» WHAT NEEDS TO BE DONE
If a line below contains the string "bowl", copy it out.

┌──

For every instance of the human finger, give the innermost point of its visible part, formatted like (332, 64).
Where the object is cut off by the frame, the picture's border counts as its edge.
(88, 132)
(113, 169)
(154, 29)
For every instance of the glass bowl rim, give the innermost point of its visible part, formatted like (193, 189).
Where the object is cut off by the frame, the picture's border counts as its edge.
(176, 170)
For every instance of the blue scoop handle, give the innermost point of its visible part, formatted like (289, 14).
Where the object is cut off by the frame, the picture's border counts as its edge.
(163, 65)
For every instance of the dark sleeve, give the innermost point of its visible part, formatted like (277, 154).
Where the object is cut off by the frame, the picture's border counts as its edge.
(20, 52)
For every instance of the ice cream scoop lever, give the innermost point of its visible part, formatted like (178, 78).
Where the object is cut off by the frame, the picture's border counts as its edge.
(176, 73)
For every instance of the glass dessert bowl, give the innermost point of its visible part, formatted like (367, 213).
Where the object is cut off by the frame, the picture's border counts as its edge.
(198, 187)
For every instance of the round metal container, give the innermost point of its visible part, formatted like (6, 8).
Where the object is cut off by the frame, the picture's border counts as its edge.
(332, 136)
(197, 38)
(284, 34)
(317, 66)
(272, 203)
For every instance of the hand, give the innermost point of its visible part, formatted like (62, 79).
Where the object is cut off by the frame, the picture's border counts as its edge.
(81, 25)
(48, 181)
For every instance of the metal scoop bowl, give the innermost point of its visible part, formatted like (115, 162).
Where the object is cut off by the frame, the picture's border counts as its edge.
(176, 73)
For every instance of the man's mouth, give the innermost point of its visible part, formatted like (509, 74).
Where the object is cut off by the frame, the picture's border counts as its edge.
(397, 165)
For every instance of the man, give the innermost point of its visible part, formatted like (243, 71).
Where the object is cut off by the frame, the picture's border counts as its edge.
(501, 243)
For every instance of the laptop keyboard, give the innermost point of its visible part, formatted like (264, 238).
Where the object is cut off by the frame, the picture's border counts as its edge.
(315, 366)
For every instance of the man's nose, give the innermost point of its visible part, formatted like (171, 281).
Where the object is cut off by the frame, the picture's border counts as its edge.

└──

» FINAL ANSWER
For every instance of the glass bowl rim, give the innermost point of its visible part, formatted like (193, 189).
For every instance of the glass dessert bowl, give the innermost point of its visible part, formatted like (367, 213).
For every instance of the metal scoop bowl, give the innermost point of its visible part, formatted like (115, 162).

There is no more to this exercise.